From the line containing "Place one keypoint on each instance of the generated" down to the last line of the material, return those lines verbatim and only those.

Supplied information –
....

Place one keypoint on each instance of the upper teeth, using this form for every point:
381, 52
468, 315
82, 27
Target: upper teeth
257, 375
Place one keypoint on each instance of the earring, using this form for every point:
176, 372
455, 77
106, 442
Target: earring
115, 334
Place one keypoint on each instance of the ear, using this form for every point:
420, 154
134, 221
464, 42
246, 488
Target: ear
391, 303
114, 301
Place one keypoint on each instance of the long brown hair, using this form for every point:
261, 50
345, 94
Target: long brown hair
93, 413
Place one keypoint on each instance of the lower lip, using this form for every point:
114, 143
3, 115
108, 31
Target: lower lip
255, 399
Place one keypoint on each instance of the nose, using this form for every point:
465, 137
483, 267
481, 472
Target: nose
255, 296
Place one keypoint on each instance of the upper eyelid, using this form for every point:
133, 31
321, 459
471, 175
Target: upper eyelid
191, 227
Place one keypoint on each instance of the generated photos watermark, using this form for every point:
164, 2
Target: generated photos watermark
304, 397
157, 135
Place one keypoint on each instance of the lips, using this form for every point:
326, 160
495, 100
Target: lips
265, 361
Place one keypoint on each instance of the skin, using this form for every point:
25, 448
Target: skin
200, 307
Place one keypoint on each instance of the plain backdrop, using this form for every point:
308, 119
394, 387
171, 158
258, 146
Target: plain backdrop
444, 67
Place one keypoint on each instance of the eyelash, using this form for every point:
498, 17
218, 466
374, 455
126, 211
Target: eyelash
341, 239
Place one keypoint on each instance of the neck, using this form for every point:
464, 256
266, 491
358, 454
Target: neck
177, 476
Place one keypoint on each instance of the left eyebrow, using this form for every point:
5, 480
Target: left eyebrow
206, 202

....

Reply –
Place one keypoint on each instance of the generated photos watermark, using this form for every point:
164, 2
Target: generated photos watermark
304, 397
157, 135
Place one keypoint on each instance of the lips, using this form for every point:
326, 160
495, 100
Target: lips
265, 361
Place one keypoint on each instance of the skin, using this form for every point:
25, 448
Target: skin
200, 307
Place one keypoint on each instance of the plain backdrop, using this form for every point:
308, 119
394, 387
171, 158
258, 146
Target: plain backdrop
444, 67
Place one keypoint on each instance of the eyelash, using this form for every point:
498, 17
218, 466
374, 455
126, 211
Target: eyelash
341, 239
Place one keypoint on each instance of the neck, using this form for every point:
464, 256
266, 491
358, 454
Target: neck
177, 476
Place one keypoint on each instance of the left eyebrow, using this form for every point:
5, 480
Target: left eyebrow
206, 202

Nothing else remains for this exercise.